A verbatim copy of the lines from the one with "Species-survey task: indicate the flat" through the final line below is required; print it and nothing else.

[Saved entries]
:::::
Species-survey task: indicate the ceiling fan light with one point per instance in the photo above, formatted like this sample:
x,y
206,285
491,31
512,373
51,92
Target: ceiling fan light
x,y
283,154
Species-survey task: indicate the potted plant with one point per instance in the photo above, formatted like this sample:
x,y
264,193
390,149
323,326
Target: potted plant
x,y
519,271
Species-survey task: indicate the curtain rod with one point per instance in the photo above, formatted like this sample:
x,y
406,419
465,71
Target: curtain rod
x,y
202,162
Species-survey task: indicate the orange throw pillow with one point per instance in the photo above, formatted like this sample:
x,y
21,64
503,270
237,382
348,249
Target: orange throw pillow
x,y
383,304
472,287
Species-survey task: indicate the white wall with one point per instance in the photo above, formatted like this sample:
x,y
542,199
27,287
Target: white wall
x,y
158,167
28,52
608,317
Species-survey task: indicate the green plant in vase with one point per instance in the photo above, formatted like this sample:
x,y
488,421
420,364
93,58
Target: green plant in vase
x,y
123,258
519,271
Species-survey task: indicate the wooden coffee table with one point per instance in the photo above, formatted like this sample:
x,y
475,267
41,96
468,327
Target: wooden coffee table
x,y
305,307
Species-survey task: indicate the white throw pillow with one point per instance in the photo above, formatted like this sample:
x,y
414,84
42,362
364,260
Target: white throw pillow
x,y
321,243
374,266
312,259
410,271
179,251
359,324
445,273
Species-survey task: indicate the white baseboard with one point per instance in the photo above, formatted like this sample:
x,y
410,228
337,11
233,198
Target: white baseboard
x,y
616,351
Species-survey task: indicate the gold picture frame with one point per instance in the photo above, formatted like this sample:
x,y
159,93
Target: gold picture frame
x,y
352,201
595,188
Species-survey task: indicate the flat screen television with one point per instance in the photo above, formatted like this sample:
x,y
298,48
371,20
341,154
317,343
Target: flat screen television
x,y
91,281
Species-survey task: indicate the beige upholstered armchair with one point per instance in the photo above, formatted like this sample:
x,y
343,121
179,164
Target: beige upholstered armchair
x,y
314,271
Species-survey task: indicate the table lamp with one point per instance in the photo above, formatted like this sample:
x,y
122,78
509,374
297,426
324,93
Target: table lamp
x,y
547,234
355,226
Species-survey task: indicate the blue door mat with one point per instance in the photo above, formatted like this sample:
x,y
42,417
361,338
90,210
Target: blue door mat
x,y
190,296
:::::
Answer to this task -
Species-survey task: indicate the flat screen television with one point per instance in the photo above, formatted like this sample:
x,y
298,48
371,20
341,154
317,343
Target: flat screen television
x,y
91,281
Species-survey task: indicate the beige upholstered armchair with one point per instance in the photo above, formatted like this sample:
x,y
343,121
179,164
Target: beige upholstered armchair
x,y
314,271
Species-survey task: indicate the table lamp with one point per instance in the photo above, formatted like this sample:
x,y
122,78
509,374
297,426
324,93
Target: table lamp
x,y
547,234
355,226
Species-survey task: indicate the blue door mat with one point per instance in the photo above, formatted like this sample:
x,y
42,417
361,338
90,210
Target: blue door mat
x,y
190,296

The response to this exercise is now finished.